• **EXERCISE DESCRIPTION**
Report each line of the data below that contains the string "tree". Matching is case-sensitive.

* START EXTRACTED DATA *

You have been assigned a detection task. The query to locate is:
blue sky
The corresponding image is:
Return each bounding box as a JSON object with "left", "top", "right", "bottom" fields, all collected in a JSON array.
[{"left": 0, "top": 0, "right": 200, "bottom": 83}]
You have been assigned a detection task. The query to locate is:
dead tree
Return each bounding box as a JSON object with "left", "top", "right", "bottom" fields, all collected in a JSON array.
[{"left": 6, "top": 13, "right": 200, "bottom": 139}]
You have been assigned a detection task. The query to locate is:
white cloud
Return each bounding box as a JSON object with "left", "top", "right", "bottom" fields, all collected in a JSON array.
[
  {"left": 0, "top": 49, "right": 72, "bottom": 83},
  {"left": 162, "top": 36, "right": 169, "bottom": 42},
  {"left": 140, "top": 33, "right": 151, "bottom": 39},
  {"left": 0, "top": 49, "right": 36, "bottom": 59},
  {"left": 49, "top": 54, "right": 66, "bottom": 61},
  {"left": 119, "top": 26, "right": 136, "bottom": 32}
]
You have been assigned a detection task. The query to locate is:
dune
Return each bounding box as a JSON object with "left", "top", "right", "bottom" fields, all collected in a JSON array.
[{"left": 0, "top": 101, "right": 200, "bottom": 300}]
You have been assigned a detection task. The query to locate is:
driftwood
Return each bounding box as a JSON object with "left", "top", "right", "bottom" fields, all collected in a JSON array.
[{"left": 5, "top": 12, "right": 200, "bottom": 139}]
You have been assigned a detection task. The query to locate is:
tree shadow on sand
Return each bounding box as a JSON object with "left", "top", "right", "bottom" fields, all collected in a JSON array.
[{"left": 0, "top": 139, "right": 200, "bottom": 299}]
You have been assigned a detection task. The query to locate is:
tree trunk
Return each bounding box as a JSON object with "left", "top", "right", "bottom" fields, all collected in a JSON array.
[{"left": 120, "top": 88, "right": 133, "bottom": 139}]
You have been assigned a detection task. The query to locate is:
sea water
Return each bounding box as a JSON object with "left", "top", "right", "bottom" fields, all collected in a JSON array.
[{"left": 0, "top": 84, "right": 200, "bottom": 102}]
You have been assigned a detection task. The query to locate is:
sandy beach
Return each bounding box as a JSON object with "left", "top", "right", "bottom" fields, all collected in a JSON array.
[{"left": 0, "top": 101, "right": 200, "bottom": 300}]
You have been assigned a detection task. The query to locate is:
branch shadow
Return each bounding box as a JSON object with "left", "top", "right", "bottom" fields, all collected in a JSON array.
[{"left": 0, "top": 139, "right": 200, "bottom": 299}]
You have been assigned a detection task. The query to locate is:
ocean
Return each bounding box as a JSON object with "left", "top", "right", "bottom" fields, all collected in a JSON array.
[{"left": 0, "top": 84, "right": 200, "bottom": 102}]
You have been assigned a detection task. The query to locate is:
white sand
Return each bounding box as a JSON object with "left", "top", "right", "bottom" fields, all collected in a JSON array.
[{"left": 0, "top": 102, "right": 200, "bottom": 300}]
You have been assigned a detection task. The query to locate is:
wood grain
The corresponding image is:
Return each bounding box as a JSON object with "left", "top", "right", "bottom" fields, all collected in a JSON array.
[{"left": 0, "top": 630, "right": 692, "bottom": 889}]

* END EXTRACTED DATA *

• **OUTPUT**
dead tree
tree shadow on sand
tree trunk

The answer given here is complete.